Input data
-------------------------

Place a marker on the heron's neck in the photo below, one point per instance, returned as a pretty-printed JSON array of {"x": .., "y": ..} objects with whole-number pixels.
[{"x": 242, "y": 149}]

-------------------------

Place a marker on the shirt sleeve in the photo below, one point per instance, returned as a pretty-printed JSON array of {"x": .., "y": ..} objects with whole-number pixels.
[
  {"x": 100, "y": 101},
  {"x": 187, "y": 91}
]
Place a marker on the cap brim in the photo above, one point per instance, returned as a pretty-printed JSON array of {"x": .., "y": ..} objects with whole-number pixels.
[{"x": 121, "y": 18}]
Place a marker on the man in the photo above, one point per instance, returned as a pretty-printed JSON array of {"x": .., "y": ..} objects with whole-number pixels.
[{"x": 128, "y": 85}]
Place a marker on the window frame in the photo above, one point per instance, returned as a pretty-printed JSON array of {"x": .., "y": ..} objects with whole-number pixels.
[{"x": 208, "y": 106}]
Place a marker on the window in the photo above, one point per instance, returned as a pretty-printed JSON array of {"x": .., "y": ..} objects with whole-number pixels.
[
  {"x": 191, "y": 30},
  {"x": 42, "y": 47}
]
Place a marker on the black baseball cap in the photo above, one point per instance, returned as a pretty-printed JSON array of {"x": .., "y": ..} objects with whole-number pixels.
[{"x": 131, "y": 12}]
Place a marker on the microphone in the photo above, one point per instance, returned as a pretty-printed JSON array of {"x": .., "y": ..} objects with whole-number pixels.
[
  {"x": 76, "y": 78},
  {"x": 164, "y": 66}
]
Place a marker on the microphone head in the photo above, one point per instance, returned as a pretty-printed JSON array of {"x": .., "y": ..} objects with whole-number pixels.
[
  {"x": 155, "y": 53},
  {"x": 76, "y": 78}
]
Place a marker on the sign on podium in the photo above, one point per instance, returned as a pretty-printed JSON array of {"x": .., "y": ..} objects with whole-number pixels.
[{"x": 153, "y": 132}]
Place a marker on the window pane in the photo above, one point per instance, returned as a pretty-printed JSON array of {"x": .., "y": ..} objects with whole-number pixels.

-------------------------

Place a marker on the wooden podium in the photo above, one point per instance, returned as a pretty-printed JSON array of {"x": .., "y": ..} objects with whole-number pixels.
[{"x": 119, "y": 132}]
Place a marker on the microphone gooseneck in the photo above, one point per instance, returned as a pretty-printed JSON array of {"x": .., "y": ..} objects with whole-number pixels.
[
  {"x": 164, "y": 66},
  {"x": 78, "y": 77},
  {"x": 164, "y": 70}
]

-------------------------

What you should do
From the material above, retype precisely the lines between the line holding "Place a marker on the window frame" and the line holding "Place a marker on the window pane", inclusive, and nothing beyond them.

Exercise solution
Place a marker on the window frame in the photo above, one point per instance, returned as a pretty-printed JSON array of {"x": .., "y": ..} objects with whole-number pixels.
[{"x": 208, "y": 106}]
Place a marker on the window in the photo above, one point per instance, returned as a pretty-printed JSON array of {"x": .., "y": ..} objects with whole-number pixels.
[
  {"x": 191, "y": 30},
  {"x": 42, "y": 47}
]
Place a marker on the black baseball cap in the photo above, one point per instance, returned as a pretty-printed JSON array of {"x": .., "y": ..} objects with whole-number pixels.
[{"x": 131, "y": 12}]
Place a marker on the microphone in the photo above, one point per instance, returned as a pretty-printed JSON array of {"x": .., "y": ..} objects with whole-number pixels.
[
  {"x": 76, "y": 78},
  {"x": 164, "y": 66}
]
Place a marker on the microphone head in the photo above, one point per instance, returned as a pretty-printed JSON array of {"x": .., "y": ..} objects with whole-number pixels.
[
  {"x": 155, "y": 53},
  {"x": 76, "y": 78}
]
Place a marker on the sign on podium in the photo above, one point per instance, returned as a pretty-printed JSON array of {"x": .., "y": ..} objects with whole-number pixels.
[{"x": 153, "y": 132}]
Place a marker on the window pane in the photo above, one point per instance, returned as a pretty-printed JSON array of {"x": .., "y": ..} objects with whole-number pixels.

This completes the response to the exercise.